| name | advanced-rendering |
| description | Master high-performance rendering for large datasets with Datashader. Use this skill when working with datasets exceeding 100M+ points, optimizing visualization performance, or implementing efficient rendering strategies with rasterization and colormapping techniques. |
| compatibility | Requires datashader >= 0.15.0, colorcet >= 3.1.0, holoviews >= 1.18.0, pandas >= 1.0.0, numpy >= 1.15.0 |
Advanced Rendering Skill
Overview
Master high-performance rendering for large datasets with Datashader and optimization techniques. This skill covers handling 100M+ point datasets, performance tuning, and efficient visualization strategies.
Dependencies
- datashader >= 0.15.0
- colorcet >= 3.1.0
- holoviews >= 1.18.0
- pandas >= 1.0.0
- numpy >= 1.15.0
Core Capabilities
1. Datashader Fundamentals
Datashader is designed for rasterizing large datasets:
import datashader as ds
from datashader.mpl_ext import _colorize
import holoviews as hv
# Load large dataset (can handle 100M+ points)
df = pd.read_csv('large_dataset.csv') # Millions or billions of rows
# Create datashader canvas
canvas = ds.Canvas(plot_width=800, plot_height=600)
# Rasterize aggregation
agg = canvas.points(df, 'x', 'y')
# Convert to image
img = agg.to_array(True)
2. Efficient Point Rendering
from holoviews.operation.datashader import datashade, aggregate, shade
# Quick datashading with HoloViews
scatter = hv.Scatter(df, 'x', 'y')
shaded = datashade(scatter)
# With custom aggregation
agg = aggregate(scatter, width=800, height=600)
colored = shade(agg, cmap='viridis')
# Control rasterization
from holoviews.operation import rasterize
rasterized = rasterize(
scatter,
aggregator=ds.count(),
pixel_ratio=2,
upsample_method='interp'
)
3. Color Mapping and Aggregation
import datashader as ds
from colorcet import cm
# Count aggregation (heatmap)
canvas = ds.Canvas()

Exercise instructions ▸ Copy the Datashader text between "# Convert to" and "hv.Scatter(df, 'x', 'y')", inclusive, and switch "Quick" to "Fast".

Provided information ▸
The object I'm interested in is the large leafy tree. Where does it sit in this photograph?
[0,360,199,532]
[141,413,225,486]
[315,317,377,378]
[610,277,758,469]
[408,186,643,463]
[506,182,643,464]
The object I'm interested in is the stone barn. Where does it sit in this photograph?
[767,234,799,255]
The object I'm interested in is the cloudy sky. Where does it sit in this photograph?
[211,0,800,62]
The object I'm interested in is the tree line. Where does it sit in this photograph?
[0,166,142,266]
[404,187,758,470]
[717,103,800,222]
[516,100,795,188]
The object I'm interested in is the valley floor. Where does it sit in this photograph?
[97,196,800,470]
...
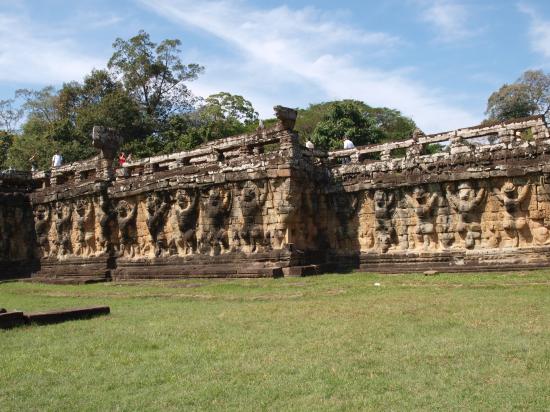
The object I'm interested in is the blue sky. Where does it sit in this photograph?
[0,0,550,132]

Output ▸
# Convert to image
img = agg.to_array(True)
2. Efficient Point Rendering
from holoviews.operation.datashader import datashade, aggregate, shade
# Fast datashading with HoloViews
scatter = hv.Scatter(df, 'x', 'y')